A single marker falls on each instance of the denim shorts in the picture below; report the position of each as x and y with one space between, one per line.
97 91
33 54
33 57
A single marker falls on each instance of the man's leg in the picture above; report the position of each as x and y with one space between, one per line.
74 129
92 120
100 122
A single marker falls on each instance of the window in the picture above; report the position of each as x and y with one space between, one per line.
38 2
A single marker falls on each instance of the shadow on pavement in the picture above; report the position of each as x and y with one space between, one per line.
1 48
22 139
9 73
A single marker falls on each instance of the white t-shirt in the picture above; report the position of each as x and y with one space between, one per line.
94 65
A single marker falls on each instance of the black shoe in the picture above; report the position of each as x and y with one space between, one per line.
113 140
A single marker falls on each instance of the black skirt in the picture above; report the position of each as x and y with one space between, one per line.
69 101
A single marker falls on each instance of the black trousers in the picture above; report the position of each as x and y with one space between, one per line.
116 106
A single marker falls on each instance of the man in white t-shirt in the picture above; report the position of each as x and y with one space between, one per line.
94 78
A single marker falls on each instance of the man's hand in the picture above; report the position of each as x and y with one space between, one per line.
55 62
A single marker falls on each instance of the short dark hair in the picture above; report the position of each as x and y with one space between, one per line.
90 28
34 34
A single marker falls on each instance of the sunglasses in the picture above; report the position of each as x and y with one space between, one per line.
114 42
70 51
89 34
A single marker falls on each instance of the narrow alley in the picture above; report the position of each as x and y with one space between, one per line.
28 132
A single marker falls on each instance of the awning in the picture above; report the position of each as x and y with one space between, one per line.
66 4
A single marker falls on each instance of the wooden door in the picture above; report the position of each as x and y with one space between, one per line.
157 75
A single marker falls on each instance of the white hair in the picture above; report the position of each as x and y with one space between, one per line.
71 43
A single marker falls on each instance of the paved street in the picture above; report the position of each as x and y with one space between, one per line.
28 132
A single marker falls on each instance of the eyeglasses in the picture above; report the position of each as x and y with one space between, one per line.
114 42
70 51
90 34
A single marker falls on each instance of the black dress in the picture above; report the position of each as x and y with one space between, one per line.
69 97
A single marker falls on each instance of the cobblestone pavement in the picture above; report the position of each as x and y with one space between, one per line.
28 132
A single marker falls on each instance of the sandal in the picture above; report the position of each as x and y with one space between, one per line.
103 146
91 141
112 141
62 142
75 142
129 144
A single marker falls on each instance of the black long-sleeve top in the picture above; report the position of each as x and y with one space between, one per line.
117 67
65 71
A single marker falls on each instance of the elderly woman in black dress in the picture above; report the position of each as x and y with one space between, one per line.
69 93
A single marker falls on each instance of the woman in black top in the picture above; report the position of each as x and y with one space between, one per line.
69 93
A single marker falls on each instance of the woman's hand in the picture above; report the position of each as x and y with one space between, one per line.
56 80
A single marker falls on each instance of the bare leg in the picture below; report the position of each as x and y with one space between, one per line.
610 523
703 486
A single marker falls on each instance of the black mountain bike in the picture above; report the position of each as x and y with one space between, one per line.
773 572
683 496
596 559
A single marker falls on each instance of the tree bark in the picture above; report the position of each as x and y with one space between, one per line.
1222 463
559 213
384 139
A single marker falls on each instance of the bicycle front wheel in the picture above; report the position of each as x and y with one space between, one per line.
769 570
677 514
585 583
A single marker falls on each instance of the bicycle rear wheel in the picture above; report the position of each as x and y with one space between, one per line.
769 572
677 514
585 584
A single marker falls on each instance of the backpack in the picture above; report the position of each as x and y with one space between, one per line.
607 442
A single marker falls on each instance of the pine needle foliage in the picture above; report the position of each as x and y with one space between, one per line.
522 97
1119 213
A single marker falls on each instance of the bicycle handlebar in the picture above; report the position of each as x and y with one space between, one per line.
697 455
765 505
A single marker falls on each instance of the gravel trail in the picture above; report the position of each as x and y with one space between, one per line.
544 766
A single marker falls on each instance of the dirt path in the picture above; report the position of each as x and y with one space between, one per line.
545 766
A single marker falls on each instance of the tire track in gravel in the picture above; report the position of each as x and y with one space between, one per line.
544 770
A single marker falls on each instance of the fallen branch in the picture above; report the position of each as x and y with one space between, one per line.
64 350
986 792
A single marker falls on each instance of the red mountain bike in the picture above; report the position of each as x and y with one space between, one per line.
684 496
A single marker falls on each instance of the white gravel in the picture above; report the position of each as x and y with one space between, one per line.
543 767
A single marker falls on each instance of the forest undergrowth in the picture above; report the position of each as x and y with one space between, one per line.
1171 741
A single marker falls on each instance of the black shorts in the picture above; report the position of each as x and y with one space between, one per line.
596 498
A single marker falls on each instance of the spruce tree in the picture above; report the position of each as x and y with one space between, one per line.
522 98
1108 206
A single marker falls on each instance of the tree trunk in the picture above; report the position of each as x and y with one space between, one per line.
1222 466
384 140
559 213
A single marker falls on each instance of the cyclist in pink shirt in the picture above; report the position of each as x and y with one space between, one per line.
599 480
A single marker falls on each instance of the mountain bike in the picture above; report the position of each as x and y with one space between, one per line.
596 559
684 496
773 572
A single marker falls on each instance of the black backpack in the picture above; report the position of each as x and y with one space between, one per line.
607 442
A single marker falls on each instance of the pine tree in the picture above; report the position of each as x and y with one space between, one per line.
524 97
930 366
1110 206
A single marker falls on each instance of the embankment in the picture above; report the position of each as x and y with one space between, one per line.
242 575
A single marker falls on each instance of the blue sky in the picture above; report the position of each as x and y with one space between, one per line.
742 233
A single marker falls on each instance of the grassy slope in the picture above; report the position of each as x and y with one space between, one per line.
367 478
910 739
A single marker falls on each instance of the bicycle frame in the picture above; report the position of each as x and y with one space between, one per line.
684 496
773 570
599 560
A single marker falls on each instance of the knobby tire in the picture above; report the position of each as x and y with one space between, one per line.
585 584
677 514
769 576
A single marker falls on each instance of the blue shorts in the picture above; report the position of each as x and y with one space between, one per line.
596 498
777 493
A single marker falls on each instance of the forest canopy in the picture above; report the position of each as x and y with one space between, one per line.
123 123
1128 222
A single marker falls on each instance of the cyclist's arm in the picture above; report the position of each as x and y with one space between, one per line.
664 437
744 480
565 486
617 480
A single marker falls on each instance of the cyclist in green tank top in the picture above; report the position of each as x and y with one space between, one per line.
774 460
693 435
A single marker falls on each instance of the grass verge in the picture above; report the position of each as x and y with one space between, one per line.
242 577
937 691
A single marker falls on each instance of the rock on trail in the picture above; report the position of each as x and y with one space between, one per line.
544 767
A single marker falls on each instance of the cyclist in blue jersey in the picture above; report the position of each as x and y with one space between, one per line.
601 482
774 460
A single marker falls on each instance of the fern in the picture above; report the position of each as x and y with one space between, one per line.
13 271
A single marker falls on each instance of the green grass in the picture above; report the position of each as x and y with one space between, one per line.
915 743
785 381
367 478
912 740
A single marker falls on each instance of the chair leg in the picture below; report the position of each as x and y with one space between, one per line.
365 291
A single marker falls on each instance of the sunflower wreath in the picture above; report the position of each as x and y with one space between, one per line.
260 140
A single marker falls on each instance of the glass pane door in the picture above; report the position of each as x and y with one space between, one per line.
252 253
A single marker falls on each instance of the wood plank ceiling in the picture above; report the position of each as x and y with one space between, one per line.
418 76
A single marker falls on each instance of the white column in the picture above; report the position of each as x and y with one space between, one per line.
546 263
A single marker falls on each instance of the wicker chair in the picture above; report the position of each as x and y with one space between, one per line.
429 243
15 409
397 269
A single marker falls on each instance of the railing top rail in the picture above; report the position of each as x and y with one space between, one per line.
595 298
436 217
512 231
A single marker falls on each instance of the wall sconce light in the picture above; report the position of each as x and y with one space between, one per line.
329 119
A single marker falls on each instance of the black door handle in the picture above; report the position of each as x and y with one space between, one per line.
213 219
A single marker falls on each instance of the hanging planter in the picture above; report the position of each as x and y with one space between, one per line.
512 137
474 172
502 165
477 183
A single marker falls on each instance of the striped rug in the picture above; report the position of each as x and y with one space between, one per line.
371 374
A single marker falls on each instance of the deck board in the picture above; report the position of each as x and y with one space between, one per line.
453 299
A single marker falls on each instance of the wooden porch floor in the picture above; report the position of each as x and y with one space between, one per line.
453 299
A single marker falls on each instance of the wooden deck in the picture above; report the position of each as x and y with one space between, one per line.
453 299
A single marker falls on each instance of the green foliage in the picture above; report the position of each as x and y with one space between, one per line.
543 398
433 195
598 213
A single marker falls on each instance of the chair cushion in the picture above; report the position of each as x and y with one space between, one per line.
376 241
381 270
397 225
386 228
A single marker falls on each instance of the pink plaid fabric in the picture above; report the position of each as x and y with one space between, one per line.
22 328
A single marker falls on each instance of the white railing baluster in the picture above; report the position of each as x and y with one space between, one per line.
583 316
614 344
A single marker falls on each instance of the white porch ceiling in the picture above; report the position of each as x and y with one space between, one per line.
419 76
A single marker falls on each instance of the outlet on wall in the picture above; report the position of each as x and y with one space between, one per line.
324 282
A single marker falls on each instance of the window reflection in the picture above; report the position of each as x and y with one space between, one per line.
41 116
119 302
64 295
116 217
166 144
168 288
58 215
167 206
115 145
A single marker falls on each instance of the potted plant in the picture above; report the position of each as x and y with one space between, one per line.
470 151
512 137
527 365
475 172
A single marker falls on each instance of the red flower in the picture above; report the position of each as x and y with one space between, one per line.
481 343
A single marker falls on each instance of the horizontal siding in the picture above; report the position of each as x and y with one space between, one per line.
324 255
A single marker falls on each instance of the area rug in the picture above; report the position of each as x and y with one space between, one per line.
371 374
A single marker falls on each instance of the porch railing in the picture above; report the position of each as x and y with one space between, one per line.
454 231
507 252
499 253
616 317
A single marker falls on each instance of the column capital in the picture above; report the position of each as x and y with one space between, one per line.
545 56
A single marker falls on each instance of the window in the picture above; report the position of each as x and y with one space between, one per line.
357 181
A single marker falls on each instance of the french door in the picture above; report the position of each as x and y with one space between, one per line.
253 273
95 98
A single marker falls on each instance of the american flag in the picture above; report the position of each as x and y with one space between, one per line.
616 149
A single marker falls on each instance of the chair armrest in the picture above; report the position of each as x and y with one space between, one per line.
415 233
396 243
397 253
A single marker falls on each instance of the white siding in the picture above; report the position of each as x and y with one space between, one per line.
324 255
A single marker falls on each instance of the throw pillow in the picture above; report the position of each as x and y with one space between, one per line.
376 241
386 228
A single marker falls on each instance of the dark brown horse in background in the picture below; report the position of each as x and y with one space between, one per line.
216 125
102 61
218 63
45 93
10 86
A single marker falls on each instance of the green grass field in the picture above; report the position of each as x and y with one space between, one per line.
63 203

### TASK BRIEF
Starting at the line with "A single marker falls on each instance of the french", copy every line up to and including the last one in the entries above.

### ANSWER TO THIS PROBLEM
A single marker falls on each instance of the french door in the picture above; report the position of each as x and y with one space between, one per line.
253 273
95 98
A single marker falls on each instance of the american flag in the picture above; report the position of each as x and y with one space between, one per line.
616 149
A single marker falls on each instance of the chair armrest in the picture above; report the position of each as x and y with one space between, one per line.
415 233
396 243
397 253
A single marker falls on each instance of the white siding in the picture above; report the position of each as x and y with one space between, one per line.
324 255
A single marker falls on each instance of the throw pillow in the picture above; report the position of each as x and y with one space between, one per line.
376 241
386 228
A single marker falls on each instance of the dark brown horse in background in the picture below; report the position of each as x and y with one space between, one per line.
216 125
102 61
218 63
45 93
10 86
A single marker falls on each instance of the green grass field in the picture above; report the position of each as x and y with one space between, one per line.
63 203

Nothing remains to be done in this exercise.